> [Problem requirements]: Reproduce the full passage below about Hillary Clinton's thesis word for word, without changing anything.

> [Supplied passage]:
==========

In 2001, Political USA put what it claimed was a copy of Clinton's thesis up for sale on eBay. It was claimed that this copy had been mailed anonymously to the campaign of Clinton's 2000 United States Senate opponent Rick Lazio, before being obtained by Political USA. Political USA, a right-leaning organization, advertised it by exclaiming, "Hillary Clinton doesn't want you to see this". Bidding reached $50,000 before eBay pulled the listing over copyright concerns.

In her memoir Living History (2003), Clinton mentioned the thesis only briefly, saying she had agreed with some of Alinsky's ideas but had not agreed with his belief that it was impossible to "change the system" from inside.

Years after the Clintons left the White House, the thesis still held its allure. For example, in 2005, columnist Peggy Noonan speculated that it was "the Rosetta Stone" of Hillary biographies defining "how to change the American political culture". Clinton staffers still did not discuss why it had been sealed.

The thesis received public exposure in 2005 when NBC News investigative reporter Bill Dedman sent his journalism class from Boston University to read the thesis and write articles about it. The thesis is also available through interlibrary loan on microfilm, a method reporter Dorian Davis used when he obtained it in January 2007, and sent it to Noonan and to Amanda Carpenter at Human Events, who wrote a piece on it in March.

==========

> [Information supplied]:
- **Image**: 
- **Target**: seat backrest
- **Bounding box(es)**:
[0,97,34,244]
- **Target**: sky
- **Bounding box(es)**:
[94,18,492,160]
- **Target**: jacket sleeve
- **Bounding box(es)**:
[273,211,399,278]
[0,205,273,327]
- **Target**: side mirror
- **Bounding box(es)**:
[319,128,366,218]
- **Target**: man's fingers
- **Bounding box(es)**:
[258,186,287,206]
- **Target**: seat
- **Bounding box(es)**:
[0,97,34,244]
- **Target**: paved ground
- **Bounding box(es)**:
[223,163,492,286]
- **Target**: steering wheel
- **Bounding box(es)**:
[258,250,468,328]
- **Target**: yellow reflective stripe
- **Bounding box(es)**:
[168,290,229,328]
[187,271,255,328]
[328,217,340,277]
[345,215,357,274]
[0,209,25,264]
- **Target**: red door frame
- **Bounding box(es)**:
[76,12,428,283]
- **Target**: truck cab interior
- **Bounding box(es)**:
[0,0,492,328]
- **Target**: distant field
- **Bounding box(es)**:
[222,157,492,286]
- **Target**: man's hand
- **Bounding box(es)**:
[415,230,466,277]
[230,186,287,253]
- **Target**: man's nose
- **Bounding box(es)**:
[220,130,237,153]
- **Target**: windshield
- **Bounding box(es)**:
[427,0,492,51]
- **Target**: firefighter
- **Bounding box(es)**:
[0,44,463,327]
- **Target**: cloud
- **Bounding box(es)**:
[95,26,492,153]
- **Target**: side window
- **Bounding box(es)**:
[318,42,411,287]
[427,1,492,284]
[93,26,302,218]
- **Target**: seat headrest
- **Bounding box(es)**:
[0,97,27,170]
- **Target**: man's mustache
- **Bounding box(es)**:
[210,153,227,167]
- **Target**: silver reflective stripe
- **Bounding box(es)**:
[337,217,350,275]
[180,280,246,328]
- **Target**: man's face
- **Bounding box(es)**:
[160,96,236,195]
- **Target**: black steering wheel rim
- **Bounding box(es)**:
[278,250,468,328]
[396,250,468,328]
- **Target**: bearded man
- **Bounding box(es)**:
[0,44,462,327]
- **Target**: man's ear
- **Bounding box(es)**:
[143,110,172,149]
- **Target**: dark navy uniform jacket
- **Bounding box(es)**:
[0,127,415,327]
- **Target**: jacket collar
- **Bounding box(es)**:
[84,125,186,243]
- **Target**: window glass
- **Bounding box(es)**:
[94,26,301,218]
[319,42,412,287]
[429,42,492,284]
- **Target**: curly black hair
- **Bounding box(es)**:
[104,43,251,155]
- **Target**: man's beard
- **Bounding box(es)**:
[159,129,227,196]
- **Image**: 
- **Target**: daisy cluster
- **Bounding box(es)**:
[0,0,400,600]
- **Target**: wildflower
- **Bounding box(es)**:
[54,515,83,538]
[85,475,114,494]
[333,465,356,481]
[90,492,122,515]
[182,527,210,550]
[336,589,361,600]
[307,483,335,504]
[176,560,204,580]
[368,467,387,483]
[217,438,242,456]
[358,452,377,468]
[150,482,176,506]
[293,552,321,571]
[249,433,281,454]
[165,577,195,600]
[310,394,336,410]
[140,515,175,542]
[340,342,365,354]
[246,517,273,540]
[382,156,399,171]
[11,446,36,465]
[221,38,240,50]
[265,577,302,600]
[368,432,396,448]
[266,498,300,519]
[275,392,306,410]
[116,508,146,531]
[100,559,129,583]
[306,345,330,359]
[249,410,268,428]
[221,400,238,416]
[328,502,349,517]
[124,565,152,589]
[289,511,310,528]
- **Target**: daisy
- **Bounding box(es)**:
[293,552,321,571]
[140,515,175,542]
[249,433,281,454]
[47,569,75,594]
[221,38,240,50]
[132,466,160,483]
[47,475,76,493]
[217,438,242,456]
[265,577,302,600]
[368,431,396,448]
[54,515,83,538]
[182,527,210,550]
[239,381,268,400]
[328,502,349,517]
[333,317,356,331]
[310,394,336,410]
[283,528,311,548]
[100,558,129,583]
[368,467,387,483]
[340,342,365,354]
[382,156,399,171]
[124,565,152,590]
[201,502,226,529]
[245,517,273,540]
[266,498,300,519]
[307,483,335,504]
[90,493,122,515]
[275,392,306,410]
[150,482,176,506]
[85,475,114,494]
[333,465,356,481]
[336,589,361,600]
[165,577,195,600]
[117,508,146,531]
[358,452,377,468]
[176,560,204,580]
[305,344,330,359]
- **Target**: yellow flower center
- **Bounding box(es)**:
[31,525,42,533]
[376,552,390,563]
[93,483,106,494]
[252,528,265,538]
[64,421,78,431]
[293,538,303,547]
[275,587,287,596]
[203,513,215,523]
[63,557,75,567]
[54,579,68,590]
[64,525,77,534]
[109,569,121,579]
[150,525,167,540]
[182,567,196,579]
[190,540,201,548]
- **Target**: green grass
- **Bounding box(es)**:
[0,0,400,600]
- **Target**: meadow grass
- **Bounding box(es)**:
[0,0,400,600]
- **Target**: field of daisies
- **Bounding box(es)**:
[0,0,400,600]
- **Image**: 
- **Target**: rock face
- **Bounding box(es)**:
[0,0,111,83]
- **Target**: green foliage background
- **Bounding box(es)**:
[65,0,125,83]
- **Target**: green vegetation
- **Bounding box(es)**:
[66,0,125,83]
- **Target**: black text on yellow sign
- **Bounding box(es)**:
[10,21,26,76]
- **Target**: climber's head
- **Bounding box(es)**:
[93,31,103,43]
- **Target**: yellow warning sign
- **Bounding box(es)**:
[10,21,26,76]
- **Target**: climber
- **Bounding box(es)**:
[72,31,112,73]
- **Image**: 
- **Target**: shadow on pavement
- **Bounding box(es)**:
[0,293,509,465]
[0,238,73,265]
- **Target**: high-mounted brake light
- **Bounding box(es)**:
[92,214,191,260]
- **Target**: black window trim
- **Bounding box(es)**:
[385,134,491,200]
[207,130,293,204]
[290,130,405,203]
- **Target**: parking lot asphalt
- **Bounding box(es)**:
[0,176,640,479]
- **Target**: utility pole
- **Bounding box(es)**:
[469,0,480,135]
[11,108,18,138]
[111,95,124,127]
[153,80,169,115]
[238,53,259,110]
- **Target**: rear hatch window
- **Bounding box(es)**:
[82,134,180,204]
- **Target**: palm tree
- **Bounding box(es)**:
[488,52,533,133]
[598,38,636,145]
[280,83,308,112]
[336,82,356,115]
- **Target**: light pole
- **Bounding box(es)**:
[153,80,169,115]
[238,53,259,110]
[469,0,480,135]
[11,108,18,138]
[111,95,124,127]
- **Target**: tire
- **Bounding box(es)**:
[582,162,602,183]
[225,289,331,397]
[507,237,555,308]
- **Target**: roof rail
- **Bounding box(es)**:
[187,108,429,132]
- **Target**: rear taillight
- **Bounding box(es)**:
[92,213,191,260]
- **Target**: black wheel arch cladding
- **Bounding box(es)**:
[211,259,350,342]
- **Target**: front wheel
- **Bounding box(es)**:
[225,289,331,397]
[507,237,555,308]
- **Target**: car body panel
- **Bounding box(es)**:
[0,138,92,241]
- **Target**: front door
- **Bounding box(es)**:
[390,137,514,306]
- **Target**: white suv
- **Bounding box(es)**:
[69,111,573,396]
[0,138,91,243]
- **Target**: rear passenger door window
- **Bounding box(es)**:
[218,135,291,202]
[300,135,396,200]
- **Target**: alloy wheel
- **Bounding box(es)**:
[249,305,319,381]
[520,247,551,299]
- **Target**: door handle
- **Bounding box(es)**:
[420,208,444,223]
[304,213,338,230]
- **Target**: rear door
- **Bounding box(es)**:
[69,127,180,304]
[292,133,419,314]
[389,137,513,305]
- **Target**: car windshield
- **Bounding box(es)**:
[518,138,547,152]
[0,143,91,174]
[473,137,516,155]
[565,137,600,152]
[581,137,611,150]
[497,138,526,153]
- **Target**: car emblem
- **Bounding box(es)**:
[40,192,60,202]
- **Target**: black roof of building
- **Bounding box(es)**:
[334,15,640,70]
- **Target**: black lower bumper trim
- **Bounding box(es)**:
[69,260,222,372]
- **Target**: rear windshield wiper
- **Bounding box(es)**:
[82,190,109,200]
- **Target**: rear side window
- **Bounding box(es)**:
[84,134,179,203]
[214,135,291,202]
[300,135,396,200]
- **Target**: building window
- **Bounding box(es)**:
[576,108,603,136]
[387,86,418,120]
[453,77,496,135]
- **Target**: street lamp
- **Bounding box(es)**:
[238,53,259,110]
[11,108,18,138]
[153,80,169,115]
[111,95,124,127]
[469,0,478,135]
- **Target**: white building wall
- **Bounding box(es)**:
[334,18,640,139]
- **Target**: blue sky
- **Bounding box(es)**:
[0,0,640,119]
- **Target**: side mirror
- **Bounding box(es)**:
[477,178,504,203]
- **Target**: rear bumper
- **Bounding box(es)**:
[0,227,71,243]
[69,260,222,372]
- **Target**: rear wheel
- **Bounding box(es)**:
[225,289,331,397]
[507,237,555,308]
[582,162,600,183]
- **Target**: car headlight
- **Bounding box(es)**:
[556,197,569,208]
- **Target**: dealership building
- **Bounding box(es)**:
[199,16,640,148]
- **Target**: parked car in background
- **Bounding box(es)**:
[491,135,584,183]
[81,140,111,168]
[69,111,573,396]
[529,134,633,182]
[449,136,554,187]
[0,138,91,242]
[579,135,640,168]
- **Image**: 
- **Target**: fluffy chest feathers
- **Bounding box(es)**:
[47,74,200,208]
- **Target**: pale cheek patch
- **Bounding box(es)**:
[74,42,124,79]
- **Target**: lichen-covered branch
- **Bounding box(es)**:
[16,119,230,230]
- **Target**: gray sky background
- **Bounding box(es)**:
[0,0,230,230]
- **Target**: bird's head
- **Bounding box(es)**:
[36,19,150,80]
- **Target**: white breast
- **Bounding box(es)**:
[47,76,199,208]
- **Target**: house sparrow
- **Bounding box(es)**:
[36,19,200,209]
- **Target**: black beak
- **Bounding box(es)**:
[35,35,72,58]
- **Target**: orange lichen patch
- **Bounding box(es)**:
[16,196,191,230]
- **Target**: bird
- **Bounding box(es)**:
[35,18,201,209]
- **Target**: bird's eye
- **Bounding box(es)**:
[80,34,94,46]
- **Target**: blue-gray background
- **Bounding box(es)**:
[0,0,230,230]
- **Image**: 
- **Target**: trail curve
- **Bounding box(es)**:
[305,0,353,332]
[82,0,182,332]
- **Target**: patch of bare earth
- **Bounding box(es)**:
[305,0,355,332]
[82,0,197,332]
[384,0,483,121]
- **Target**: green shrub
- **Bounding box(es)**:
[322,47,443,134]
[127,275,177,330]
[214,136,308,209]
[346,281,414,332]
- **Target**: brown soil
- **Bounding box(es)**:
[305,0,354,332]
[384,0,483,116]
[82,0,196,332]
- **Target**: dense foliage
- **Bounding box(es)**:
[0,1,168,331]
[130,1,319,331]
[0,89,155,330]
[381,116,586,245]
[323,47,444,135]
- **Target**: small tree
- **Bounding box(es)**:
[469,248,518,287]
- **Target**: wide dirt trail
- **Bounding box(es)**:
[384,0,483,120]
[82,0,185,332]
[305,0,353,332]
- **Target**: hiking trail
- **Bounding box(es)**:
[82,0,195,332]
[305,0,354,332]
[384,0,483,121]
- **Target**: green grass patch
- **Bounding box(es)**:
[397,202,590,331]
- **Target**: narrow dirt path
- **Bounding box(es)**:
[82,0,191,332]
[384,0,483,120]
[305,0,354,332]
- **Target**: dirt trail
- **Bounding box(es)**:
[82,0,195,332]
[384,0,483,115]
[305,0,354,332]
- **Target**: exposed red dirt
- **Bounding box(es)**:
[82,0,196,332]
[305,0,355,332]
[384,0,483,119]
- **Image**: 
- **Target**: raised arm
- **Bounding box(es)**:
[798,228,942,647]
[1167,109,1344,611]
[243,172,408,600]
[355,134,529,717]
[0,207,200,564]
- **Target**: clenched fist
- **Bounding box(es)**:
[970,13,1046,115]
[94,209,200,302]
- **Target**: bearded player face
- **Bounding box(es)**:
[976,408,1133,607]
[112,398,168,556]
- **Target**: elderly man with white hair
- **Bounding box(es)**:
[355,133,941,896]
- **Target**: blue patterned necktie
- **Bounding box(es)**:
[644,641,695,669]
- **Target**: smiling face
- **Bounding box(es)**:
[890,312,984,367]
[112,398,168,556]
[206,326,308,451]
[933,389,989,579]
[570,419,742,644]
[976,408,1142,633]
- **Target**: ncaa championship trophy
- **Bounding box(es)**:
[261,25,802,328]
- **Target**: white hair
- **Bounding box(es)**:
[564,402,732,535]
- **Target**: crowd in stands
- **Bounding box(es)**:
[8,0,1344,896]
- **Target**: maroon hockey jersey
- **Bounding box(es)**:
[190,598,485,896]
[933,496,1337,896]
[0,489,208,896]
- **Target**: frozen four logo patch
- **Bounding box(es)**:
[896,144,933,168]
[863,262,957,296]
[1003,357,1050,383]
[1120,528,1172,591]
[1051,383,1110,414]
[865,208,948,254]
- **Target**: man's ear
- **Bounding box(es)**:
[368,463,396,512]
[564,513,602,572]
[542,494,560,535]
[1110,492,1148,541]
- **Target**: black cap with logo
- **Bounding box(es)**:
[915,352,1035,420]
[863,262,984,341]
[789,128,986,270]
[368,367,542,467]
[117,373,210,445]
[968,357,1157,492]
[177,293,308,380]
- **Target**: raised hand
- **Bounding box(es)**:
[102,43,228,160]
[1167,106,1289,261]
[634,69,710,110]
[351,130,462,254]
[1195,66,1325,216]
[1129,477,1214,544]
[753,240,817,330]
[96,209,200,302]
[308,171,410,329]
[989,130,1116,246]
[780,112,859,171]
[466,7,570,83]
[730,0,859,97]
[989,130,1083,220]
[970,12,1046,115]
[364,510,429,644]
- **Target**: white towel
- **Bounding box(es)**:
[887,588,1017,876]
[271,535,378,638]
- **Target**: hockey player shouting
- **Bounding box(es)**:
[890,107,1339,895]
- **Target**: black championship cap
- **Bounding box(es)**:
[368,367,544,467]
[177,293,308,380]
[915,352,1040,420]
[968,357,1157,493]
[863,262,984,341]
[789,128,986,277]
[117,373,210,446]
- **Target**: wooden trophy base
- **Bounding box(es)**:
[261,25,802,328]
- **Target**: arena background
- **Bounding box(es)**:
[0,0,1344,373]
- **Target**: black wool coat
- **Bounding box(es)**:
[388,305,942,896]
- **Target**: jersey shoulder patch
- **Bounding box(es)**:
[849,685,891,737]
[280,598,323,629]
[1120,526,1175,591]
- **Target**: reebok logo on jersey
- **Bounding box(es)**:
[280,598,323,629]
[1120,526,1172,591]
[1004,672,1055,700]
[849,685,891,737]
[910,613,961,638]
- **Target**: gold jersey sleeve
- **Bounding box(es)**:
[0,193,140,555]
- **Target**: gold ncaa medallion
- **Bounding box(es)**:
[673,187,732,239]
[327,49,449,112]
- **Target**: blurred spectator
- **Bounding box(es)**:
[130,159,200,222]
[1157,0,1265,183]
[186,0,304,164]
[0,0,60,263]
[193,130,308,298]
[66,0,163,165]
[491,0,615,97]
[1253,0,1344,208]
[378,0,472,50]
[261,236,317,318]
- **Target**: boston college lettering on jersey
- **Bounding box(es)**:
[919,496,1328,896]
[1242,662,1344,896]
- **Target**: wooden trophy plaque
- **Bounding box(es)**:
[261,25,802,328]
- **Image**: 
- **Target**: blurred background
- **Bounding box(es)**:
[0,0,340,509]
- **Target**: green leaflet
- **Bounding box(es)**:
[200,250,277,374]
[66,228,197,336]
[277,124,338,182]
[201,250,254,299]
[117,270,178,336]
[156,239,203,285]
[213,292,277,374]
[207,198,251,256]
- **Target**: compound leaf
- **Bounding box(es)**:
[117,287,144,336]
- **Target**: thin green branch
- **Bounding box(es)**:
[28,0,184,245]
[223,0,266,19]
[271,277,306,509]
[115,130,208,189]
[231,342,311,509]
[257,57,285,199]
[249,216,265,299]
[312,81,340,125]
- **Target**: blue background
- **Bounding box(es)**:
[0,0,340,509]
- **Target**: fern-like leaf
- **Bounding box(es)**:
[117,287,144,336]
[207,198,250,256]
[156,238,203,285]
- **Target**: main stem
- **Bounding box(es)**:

==========

> [Written reply]:
In 2001, Political USA put what it claimed was a copy of Clinton's thesis up for sale on eBay. It was claimed that this copy had been mailed anonymously to the campaign of Clinton's 2000 United States Senate opponent Rick Lazio, before being obtained by Political USA. Political USA, a right-leaning organization, advertised it by exclaiming, "Hillary Clinton doesn't want you to see this". Bidding reached $50,000 before eBay pulled the listing over copyright concerns.

In her memoir Living History (2003), Clinton mentioned the thesis only briefly, saying she had agreed with some of Alinsky's ideas but had not agreed with his belief that it was impossible to "change the system" from inside.

Years after the Clintons left the White House, the thesis still held its allure. For example, in 2005, columnist Peggy Noonan speculated that it was "the Rosetta Stone" of Hillary biographies defining "how to change the American political culture". Clinton staffers still did not discuss why it had been sealed.

The thesis received public exposure in 2005 when NBC News investigative reporter Bill Dedman sent his journalism class from Boston University to read the thesis and write articles about it. The thesis is also available through interlibrary loan on microfilm, a method reporter Dorian Davis used when he obtained it in January 2007, and sent it to Noonan and to Amanda Carpenter at Human Events, who wrote a piece on it in March.